= Task description =
For this exercise, return exactly the lines of the material below that begin at the one with "positive clicks: (275, 212) (270, 216)" and stop after the one with "positive clicks: (441, 53) (476, 67)".

= Extracted information =
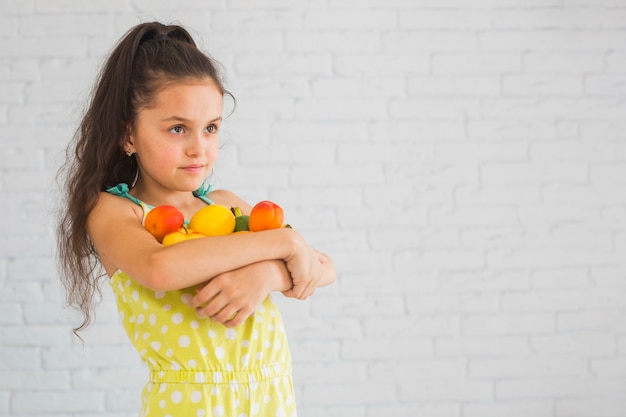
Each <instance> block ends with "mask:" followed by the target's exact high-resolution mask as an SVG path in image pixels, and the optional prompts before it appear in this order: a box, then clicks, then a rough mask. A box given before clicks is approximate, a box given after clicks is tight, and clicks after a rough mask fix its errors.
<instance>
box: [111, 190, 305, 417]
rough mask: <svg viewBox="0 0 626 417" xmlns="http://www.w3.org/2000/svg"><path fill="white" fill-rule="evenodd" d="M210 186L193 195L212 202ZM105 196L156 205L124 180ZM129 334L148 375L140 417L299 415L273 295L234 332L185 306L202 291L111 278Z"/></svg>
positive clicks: (133, 280)
mask: <svg viewBox="0 0 626 417" xmlns="http://www.w3.org/2000/svg"><path fill="white" fill-rule="evenodd" d="M210 189H211V186H210V185H209V186H208V187H204V184H203V187H202V188H200V189H199V190H197V191H194V195H195V196H196V197H198V198H200V199H202V200H203V201H205V202H206V203H207V204H213V202H212V201H211V200H210V199H208V198H207V197H206V195H207V193H208V192H209V191H210ZM107 192H109V193H111V194H113V195H117V196H120V197H123V198H127V199H129V200H131V201H133V202H135V203H136V204H138V205H140V206H141V207H142V208H143V211H144V219H145V216H146V215H147V213H148V212H149V211H150V210H151V209H152V208H153V207H152V206H150V205H148V204H146V203H144V202H143V201H140V200H138V199H136V198H135V197H133V196H131V195H130V194H129V193H128V192H129V187H128V185H127V184H124V183H121V184H118V185H117V186H115V187H112V188H109V189H107ZM110 284H111V288H112V289H113V292H114V293H115V296H116V299H117V307H118V310H119V313H120V317H121V320H122V323H123V325H124V328H125V329H126V333H127V334H128V337H129V339H130V340H131V342H132V343H133V344H134V346H135V348H136V349H137V352H139V355H141V358H142V359H143V361H144V362H145V363H146V364H147V365H148V368H149V370H150V381H149V382H148V383H147V384H146V386H145V387H144V389H143V393H142V409H141V413H140V417H220V416H224V417H252V416H259V417H268V416H271V417H296V404H295V398H294V392H293V382H292V379H291V353H290V351H289V346H288V344H287V336H286V334H285V327H284V324H283V319H282V316H281V315H280V312H279V310H278V308H277V306H276V305H275V304H274V302H273V301H272V299H271V297H270V296H268V297H267V298H266V299H265V301H263V303H262V304H261V305H260V306H259V307H258V308H257V310H256V312H255V313H254V314H253V315H251V316H250V317H248V319H247V320H246V321H245V322H244V323H243V324H241V325H240V326H238V327H235V328H232V329H229V328H226V327H224V326H223V325H222V324H219V323H214V322H212V321H211V320H210V319H199V318H198V317H197V316H196V313H195V310H194V309H192V308H191V307H189V306H188V305H187V301H189V300H190V299H191V298H192V297H193V296H194V295H195V291H196V287H193V288H188V289H184V290H178V291H168V292H155V291H152V290H149V289H147V288H145V287H143V286H141V285H139V284H138V283H137V282H135V281H134V280H133V279H132V278H131V277H130V276H128V275H127V274H126V273H124V272H122V271H117V272H116V273H115V274H114V275H113V276H112V277H111V279H110Z"/></svg>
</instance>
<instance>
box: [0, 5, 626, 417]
mask: <svg viewBox="0 0 626 417" xmlns="http://www.w3.org/2000/svg"><path fill="white" fill-rule="evenodd" d="M152 19H158V20H162V21H165V22H171V21H178V22H181V23H182V24H184V25H186V26H187V27H188V28H189V29H190V30H191V31H192V32H193V33H194V34H195V35H196V38H197V39H198V40H199V43H200V45H201V46H202V48H203V49H204V50H206V51H208V52H210V53H211V54H212V55H213V56H214V57H215V58H217V59H218V60H219V61H220V62H221V63H222V64H223V66H224V72H225V75H226V79H227V82H226V84H227V87H228V88H229V90H230V91H232V92H233V93H234V95H235V96H236V97H237V107H236V110H235V112H234V113H233V114H232V115H231V116H229V117H228V118H227V119H226V122H225V123H224V125H223V135H222V138H223V142H224V146H223V151H222V156H221V160H220V162H219V166H218V167H217V169H216V181H217V185H218V186H219V187H223V188H229V189H232V190H234V191H236V192H238V193H239V194H240V195H242V196H244V197H245V198H246V199H247V200H248V201H250V202H255V201H258V200H261V199H265V198H270V199H273V200H275V201H277V202H279V203H280V204H281V205H282V206H283V207H284V209H285V211H286V213H287V219H288V221H289V222H290V223H292V224H294V225H297V227H298V229H299V230H300V231H301V232H302V233H303V234H304V235H305V236H306V237H307V239H308V240H309V241H310V242H312V243H313V244H314V246H317V247H319V248H320V249H322V250H324V251H326V252H328V253H330V254H331V255H332V256H333V257H334V259H335V262H336V265H337V269H338V271H339V277H338V281H337V283H336V284H335V285H334V286H332V287H329V288H326V289H322V290H320V291H318V292H317V293H316V295H315V296H314V297H313V298H311V299H309V300H307V301H305V302H300V301H294V300H289V299H284V298H282V296H281V295H280V294H279V295H277V297H276V298H277V299H278V301H279V303H280V305H281V307H282V309H283V313H284V316H285V320H286V322H287V327H288V330H289V334H290V341H291V346H292V351H293V356H294V367H295V369H294V376H295V383H296V390H297V394H298V403H299V412H300V415H301V416H305V417H307V416H308V417H323V416H329V417H339V416H341V417H373V416H395V417H398V416H400V417H402V416H406V417H414V416H415V417H502V416H507V417H625V416H626V266H625V264H626V262H625V260H626V256H625V255H626V117H625V116H626V1H624V0H317V1H316V0H310V1H306V0H299V1H288V0H270V1H251V0H234V1H226V0H221V1H211V0H196V1H180V2H174V1H162V0H159V1H147V0H107V1H102V0H99V1H79V0H46V1H43V0H41V1H40V0H19V1H18V0H1V1H0V141H1V142H0V143H1V146H0V201H1V203H0V204H1V205H0V288H1V290H0V415H2V416H111V417H121V416H134V415H136V412H137V410H138V403H139V392H140V390H141V388H142V385H143V383H144V381H145V378H146V377H147V373H146V371H145V369H144V367H143V365H142V364H141V363H140V362H139V360H138V356H137V354H136V353H135V352H134V350H133V349H132V348H131V346H130V343H129V342H128V341H127V340H126V337H125V335H124V334H123V332H122V328H121V325H120V324H119V323H118V320H117V313H116V309H115V306H114V304H113V302H112V297H111V294H110V293H109V291H107V287H106V285H105V286H104V294H103V301H102V303H101V304H100V306H99V308H98V316H97V321H96V323H95V324H94V325H93V326H92V327H91V328H90V329H89V330H88V331H87V332H85V334H84V339H85V344H84V346H83V345H82V344H81V343H80V342H79V341H78V340H77V339H76V338H74V337H73V335H72V333H71V327H72V325H74V324H76V320H77V316H76V315H75V314H74V313H72V312H70V311H68V310H66V309H65V308H64V305H63V295H62V291H61V288H60V285H59V283H58V278H57V273H56V271H55V261H54V236H53V219H54V216H53V214H52V213H53V209H54V206H55V204H56V203H57V200H56V189H55V187H56V185H55V182H54V175H55V173H56V169H57V167H58V165H59V163H60V161H62V157H63V148H64V147H65V145H66V143H67V142H68V140H69V139H70V137H71V136H72V133H73V130H74V129H75V127H76V124H77V121H78V120H79V119H80V115H81V111H82V107H83V105H84V104H85V101H86V100H87V97H88V94H89V89H90V87H91V85H92V82H93V79H94V77H95V74H96V71H97V70H98V67H99V64H100V63H101V61H102V59H103V57H104V56H105V55H106V53H107V52H108V51H109V50H110V49H111V48H112V46H113V44H114V43H115V41H116V40H117V39H119V37H121V36H122V34H123V33H124V32H125V31H126V30H127V29H128V28H130V27H131V26H132V25H134V24H136V23H139V22H141V21H146V20H152ZM228 108H232V106H230V107H228Z"/></svg>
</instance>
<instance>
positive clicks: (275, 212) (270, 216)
mask: <svg viewBox="0 0 626 417" xmlns="http://www.w3.org/2000/svg"><path fill="white" fill-rule="evenodd" d="M283 220H284V213H283V209H282V208H281V207H280V206H279V205H278V204H276V203H272V202H271V201H267V200H265V201H261V202H259V203H257V204H256V205H255V206H254V207H252V211H251V212H250V218H249V219H248V228H249V230H251V231H253V232H260V231H261V230H269V229H278V228H279V227H281V226H282V225H283Z"/></svg>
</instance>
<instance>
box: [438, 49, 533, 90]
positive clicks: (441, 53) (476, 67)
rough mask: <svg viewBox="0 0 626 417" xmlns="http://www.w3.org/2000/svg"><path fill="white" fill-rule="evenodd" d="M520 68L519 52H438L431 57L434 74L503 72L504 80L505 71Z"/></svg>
mask: <svg viewBox="0 0 626 417" xmlns="http://www.w3.org/2000/svg"><path fill="white" fill-rule="evenodd" d="M521 69H522V55H521V54H519V53H459V52H454V53H439V54H436V55H435V56H434V57H433V59H432V72H433V73H434V74H457V75H463V76H468V75H474V74H481V75H482V74H490V75H500V76H501V74H503V73H504V74H505V75H504V76H503V79H504V80H506V77H507V76H508V75H507V73H511V72H519V71H520V70H521ZM468 81H471V79H468ZM505 85H506V84H505ZM498 91H499V90H498Z"/></svg>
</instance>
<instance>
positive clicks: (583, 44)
mask: <svg viewBox="0 0 626 417" xmlns="http://www.w3.org/2000/svg"><path fill="white" fill-rule="evenodd" d="M619 43H620V38H619V32H617V31H611V30H606V31H595V32H587V31H584V30H515V31H495V30H494V31H485V32H483V33H480V34H478V44H479V45H480V47H481V48H484V49H486V50H489V51H500V50H508V51H514V50H520V51H524V50H533V51H550V50H559V51H569V52H571V51H578V50H582V51H592V52H595V51H606V50H611V49H620V47H619V46H618V45H619Z"/></svg>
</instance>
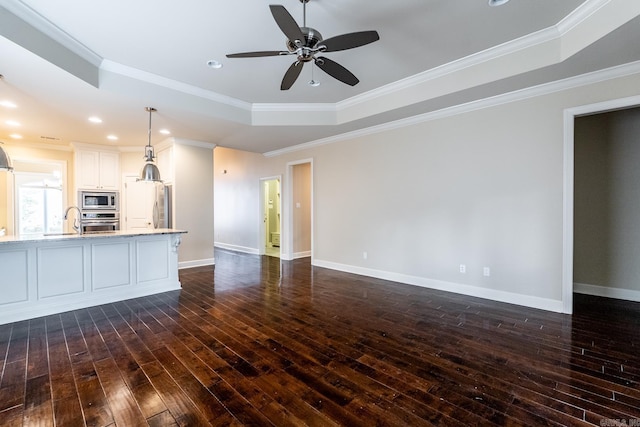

= Response to this exercise =
positive clicks: (275, 212) (270, 216)
mask: <svg viewBox="0 0 626 417" xmlns="http://www.w3.org/2000/svg"><path fill="white" fill-rule="evenodd" d="M283 220H284V213H283V209H282V208H281V207H280V206H279V205H278V204H276V203H272V202H271V201H267V200H265V201H261V202H259V203H257V204H256V205H255V206H254V207H252V211H251V212H250V218H249V219H248V228H249V230H251V231H253V232H260V231H261V230H269V229H278V228H279V227H281V226H282V225H283Z"/></svg>
</instance>
<instance>
box: [438, 49, 533, 90]
positive clicks: (441, 53) (476, 67)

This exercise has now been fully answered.